EXERCISE INPUT.
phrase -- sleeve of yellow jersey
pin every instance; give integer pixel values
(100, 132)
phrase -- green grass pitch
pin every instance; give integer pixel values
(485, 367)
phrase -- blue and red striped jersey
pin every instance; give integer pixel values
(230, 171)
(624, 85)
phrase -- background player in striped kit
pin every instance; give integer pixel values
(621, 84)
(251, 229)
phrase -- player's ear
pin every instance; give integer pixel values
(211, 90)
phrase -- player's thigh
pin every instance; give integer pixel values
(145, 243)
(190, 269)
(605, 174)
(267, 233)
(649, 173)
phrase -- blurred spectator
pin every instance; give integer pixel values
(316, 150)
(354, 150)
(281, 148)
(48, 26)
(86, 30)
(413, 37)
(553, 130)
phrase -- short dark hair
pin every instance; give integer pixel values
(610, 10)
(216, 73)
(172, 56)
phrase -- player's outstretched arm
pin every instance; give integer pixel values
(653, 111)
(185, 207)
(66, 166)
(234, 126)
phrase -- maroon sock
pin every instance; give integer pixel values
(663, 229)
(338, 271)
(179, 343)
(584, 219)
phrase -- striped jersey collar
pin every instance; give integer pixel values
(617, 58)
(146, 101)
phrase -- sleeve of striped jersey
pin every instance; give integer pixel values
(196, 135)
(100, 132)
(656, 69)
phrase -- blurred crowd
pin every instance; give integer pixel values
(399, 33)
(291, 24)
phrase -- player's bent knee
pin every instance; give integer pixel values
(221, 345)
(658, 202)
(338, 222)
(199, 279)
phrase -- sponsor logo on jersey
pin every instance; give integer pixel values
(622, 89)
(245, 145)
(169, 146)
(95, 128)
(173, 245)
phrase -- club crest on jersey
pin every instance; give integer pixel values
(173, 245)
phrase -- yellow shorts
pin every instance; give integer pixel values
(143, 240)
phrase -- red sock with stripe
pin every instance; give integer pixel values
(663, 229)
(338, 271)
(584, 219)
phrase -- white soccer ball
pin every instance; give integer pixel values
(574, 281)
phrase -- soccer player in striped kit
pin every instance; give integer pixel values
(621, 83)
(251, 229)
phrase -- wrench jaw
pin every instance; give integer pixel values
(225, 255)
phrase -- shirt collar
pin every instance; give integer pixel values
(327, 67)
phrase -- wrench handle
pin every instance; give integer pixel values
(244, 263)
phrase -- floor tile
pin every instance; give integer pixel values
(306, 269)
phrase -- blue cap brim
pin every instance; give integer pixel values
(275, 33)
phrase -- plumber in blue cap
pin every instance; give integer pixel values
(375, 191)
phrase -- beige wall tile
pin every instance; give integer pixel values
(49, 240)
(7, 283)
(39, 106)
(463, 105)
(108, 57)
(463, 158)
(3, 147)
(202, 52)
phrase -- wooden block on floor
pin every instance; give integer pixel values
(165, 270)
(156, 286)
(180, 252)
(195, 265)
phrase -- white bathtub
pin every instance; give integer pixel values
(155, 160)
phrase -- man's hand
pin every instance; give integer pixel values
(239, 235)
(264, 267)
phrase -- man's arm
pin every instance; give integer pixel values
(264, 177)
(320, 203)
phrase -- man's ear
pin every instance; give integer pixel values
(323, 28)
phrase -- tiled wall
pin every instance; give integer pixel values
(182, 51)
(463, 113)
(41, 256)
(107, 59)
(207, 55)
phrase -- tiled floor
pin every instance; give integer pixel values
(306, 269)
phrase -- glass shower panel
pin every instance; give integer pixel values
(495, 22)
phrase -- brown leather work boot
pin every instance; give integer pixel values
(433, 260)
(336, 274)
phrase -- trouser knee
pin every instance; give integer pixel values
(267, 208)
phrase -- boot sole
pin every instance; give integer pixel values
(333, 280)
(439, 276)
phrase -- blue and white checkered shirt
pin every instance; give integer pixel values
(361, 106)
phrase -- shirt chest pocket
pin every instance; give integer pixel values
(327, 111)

WHAT NEEDS TO BE DONE. Can you reproduce all of the data above verbatim, keeping every line unchanged and in its original order?

SOLUTION TO THE EXERCISE.
phrase -- sleeve of yellow jersey
pin every instance; give integer pixel values
(100, 132)
phrase -- green grass pitch
pin every instance; give integer pixel values
(485, 367)
phrase -- blue and red striped jersey
pin every instance; give integer pixel values
(230, 171)
(624, 85)
phrase -- background player in striped kit
pin every instance; give integer pixel values
(621, 84)
(251, 229)
phrase -- player's ear
pin every instance; give integer pixel values
(211, 90)
phrase -- player's thigh
pin every instance; give integer pixel values
(145, 243)
(190, 269)
(605, 174)
(267, 233)
(649, 173)
phrase -- blurred spectator
pin every instance; give integer pixel values
(316, 150)
(354, 150)
(281, 148)
(48, 26)
(86, 30)
(413, 37)
(553, 130)
phrase -- short dark hair
pin every instance; give integer pixel values
(610, 10)
(216, 73)
(172, 56)
phrase -- player's outstretched arm
pin every instance; give integer pixel values
(653, 111)
(185, 207)
(66, 166)
(234, 126)
phrase -- maroon sock
pin every instance; give integer pixel values
(663, 229)
(338, 271)
(179, 343)
(584, 219)
phrase -- striped jersey collar
pin every instance; give integer pixel values
(617, 58)
(146, 101)
phrase -- sleeve of striped jersey
pin every instance; give integer pixel values
(196, 135)
(100, 132)
(656, 69)
phrase -- blurred crowd
pin every instance; give integer pixel values
(399, 33)
(291, 24)
phrase -- player's bent knee
pin every instance; give integer pixel values
(221, 345)
(658, 202)
(338, 222)
(199, 279)
phrase -- sponsor logo on jersey
pin every instance; give integer pixel values
(622, 89)
(245, 145)
(169, 146)
(95, 128)
(173, 245)
phrase -- club crest on jersey
pin every instance; give integer pixel values
(173, 245)
phrase -- yellow shorts
pin every instance; give integer pixel values
(143, 240)
phrase -- red sock with stripe
pin every instance; give integer pixel values
(663, 229)
(338, 271)
(584, 219)
phrase -- white soccer ball
pin every instance; give integer pixel values
(574, 281)
phrase -- soccer player in striped kit
pin every instance; give integer pixel values
(621, 83)
(251, 229)
phrase -- wrench jaw
pin every instance; give integer pixel values
(225, 255)
phrase -- shirt collar
pin every instance; give integer pixel values
(327, 67)
phrase -- wrench handle
pin every instance; give integer pixel values
(244, 263)
phrase -- floor tile
pin every instance; give integer pixel values
(306, 269)
phrase -- blue cap brim
pin every instance; give integer pixel values
(275, 33)
phrase -- plumber in blue cap
pin every instance; give integer pixel values
(375, 191)
phrase -- beige wall tile
pin every instance; give integer pixel values
(49, 240)
(7, 283)
(39, 106)
(463, 105)
(108, 57)
(463, 158)
(3, 147)
(202, 52)
phrase -- wooden block on floor
pin every instance; give integer pixel values
(165, 270)
(156, 286)
(180, 252)
(195, 265)
phrase -- white bathtub
pin every instance; give integer pixel values
(155, 160)
phrase -- man's hand
pin every instance; give integer pixel values
(239, 235)
(264, 267)
phrase -- man's arm
pin every instance; give integer pixel values
(264, 177)
(320, 203)
phrase -- man's ear
pin every instance; give integer pixel values
(323, 28)
phrase -- tiled wall
pin every instance; give integer pixel values
(182, 51)
(463, 113)
(41, 256)
(107, 59)
(207, 55)
phrase -- tiled floor
pin every instance; give integer pixel values
(306, 269)
phrase -- glass shower panel
pin every instance; give integer pixel values
(495, 22)
phrase -- brown leather work boot
pin every instance; give integer pixel values
(433, 260)
(336, 274)
phrase -- trouser knee
pin every instance; give integer pixel values
(267, 208)
phrase -- boot sole
pin every instance; give integer pixel values
(333, 280)
(439, 276)
phrase -- blue and white checkered shirt
pin every instance; give integer pixel values
(361, 106)
phrase -- shirt chest pocket
pin every instance; give integer pixel values
(327, 111)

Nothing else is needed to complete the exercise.